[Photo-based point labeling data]

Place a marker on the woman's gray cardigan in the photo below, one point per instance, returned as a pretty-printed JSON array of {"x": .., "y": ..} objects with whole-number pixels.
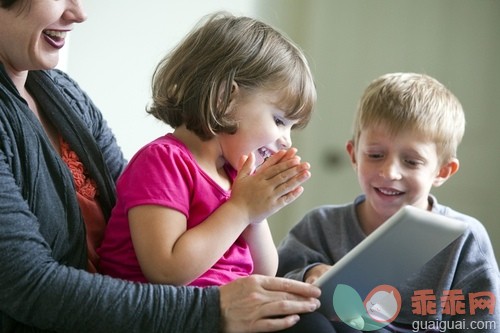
[{"x": 43, "y": 284}]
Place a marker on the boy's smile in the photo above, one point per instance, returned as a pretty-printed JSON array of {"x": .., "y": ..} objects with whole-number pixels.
[{"x": 393, "y": 171}]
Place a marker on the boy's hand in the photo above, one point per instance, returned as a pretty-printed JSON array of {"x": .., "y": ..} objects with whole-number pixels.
[
  {"x": 315, "y": 272},
  {"x": 273, "y": 185}
]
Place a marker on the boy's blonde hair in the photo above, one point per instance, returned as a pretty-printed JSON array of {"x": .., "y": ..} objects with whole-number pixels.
[
  {"x": 192, "y": 85},
  {"x": 413, "y": 102}
]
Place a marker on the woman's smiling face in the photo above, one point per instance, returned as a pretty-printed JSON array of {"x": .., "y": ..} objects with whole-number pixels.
[{"x": 33, "y": 32}]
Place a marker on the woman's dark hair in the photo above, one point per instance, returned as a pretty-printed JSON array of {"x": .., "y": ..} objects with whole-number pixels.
[{"x": 7, "y": 3}]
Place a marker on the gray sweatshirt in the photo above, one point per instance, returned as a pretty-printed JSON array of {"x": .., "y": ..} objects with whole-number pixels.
[{"x": 467, "y": 265}]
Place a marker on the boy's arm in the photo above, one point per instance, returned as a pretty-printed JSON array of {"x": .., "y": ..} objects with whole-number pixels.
[
  {"x": 303, "y": 249},
  {"x": 261, "y": 244}
]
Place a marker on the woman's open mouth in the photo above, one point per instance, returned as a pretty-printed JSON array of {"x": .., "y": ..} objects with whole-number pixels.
[{"x": 55, "y": 38}]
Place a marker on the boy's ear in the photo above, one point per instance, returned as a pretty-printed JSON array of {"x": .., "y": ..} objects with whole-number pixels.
[
  {"x": 351, "y": 151},
  {"x": 446, "y": 171}
]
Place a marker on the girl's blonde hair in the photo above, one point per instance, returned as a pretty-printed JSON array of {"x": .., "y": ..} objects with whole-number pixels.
[
  {"x": 413, "y": 102},
  {"x": 192, "y": 85}
]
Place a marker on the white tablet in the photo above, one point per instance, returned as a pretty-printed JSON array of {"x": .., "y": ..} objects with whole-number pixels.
[{"x": 389, "y": 255}]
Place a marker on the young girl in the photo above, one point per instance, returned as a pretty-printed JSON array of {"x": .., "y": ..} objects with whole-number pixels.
[{"x": 192, "y": 205}]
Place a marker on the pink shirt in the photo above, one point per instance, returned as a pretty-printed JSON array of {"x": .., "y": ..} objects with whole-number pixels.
[{"x": 165, "y": 173}]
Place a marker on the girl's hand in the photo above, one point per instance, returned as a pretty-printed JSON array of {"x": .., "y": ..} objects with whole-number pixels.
[{"x": 273, "y": 185}]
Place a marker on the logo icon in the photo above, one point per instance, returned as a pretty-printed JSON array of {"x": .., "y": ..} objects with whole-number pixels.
[{"x": 380, "y": 307}]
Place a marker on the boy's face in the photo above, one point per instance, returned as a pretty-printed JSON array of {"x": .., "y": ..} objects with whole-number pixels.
[{"x": 396, "y": 170}]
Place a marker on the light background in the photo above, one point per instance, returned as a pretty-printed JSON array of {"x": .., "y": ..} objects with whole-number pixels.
[{"x": 348, "y": 43}]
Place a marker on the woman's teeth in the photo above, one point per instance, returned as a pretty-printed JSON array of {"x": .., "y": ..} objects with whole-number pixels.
[{"x": 55, "y": 34}]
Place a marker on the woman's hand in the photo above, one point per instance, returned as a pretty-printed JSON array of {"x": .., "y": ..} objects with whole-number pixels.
[
  {"x": 315, "y": 272},
  {"x": 265, "y": 304}
]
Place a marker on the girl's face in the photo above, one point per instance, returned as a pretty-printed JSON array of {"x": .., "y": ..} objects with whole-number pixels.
[
  {"x": 396, "y": 170},
  {"x": 33, "y": 32},
  {"x": 262, "y": 128}
]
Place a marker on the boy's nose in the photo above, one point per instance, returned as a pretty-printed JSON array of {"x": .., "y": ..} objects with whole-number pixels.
[{"x": 390, "y": 170}]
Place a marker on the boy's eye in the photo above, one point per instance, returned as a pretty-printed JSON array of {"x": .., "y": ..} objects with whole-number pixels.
[
  {"x": 375, "y": 155},
  {"x": 412, "y": 162},
  {"x": 279, "y": 121}
]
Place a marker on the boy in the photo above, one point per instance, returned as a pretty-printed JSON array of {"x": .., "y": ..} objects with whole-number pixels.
[{"x": 406, "y": 133}]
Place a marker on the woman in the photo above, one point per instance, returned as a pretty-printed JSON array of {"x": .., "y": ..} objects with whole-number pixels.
[{"x": 58, "y": 165}]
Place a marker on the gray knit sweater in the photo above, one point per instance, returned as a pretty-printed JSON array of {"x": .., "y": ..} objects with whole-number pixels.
[
  {"x": 467, "y": 265},
  {"x": 43, "y": 285}
]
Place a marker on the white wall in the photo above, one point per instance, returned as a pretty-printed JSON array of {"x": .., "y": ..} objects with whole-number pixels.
[
  {"x": 113, "y": 54},
  {"x": 351, "y": 42}
]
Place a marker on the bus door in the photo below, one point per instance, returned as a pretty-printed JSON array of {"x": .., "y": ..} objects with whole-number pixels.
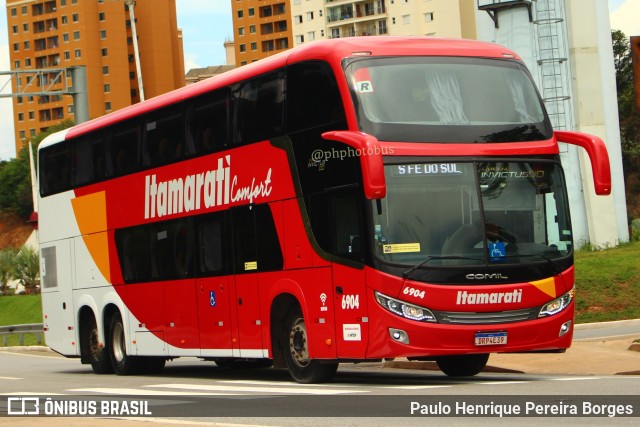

**PROBLEM TO WORK ON**: List every line of the listing above that contains the word "girl".

**RESPONSE TO THE EXERCISE**:
Place a marker on the girl's blonde hair in the photo above, one point per instance, returned as a pretty-printed JSON array of {"x": .., "y": ..} objects with whole-number pixels.
Place a marker on the young girl in the photo above, one point per instance, returned as a pretty-printed JSON array of {"x": .., "y": ..} objects with whole-number pixels.
Place a marker on the girl's hand in the photo above, one point per instance, returned as a pretty-printed JSON array of {"x": .., "y": ..} objects with whole-number pixels.
Place a marker on the girl's face in the photo above, one point per instance, returned as a pretty-printed JSON array of {"x": .., "y": ..} objects with whole-number pixels.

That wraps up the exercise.